## Instructions for the task
Pull out every line below that holds the word "hanging".

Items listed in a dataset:
== Segment start ==

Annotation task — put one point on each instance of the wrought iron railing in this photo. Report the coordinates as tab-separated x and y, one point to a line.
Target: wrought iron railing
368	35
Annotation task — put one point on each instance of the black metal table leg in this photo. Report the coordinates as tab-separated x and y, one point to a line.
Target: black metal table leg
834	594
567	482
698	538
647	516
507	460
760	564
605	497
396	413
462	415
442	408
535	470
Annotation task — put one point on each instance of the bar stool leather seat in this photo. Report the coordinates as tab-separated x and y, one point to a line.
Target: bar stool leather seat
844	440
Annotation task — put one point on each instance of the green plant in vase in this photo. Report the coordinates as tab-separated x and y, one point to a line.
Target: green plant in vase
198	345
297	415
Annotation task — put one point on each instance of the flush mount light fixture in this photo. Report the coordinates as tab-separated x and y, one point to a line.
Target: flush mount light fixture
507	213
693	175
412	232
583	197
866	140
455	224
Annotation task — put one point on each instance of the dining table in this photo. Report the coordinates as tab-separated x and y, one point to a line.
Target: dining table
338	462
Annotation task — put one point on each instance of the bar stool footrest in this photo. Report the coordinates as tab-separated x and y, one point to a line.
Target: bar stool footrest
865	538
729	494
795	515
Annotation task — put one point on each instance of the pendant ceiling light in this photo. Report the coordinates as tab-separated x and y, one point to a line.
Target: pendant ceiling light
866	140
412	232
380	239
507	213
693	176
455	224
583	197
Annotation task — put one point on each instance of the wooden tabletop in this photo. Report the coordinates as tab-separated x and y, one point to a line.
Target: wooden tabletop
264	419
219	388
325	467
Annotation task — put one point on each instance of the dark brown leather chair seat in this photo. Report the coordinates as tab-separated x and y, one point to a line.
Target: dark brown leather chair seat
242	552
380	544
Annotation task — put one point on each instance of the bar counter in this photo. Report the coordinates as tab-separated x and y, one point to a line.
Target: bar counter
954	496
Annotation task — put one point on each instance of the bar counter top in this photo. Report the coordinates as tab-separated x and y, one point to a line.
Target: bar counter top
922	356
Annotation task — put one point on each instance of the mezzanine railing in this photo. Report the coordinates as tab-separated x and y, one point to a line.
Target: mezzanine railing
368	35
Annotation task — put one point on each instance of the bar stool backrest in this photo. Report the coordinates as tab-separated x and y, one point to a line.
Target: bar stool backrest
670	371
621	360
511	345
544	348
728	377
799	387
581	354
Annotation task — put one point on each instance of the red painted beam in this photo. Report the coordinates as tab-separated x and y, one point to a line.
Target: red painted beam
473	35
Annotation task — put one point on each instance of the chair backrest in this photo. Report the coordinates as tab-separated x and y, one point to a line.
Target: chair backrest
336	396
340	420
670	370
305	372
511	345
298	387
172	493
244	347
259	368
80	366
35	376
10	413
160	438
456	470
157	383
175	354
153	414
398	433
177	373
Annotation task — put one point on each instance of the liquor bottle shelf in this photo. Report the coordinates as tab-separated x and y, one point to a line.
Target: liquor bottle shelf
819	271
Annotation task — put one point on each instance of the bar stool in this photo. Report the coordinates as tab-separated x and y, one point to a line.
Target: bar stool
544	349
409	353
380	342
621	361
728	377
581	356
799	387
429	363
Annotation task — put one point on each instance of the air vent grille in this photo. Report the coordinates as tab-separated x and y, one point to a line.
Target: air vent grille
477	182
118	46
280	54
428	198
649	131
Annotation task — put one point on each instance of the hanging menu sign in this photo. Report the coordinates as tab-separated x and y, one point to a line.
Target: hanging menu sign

== Segment end ==

## Answer
Annotation task — put one point on each instance of the hanging menu sign in this photo. Report the coordinates as tab-separated x and y, one point to a line.
Target: hanging menu sign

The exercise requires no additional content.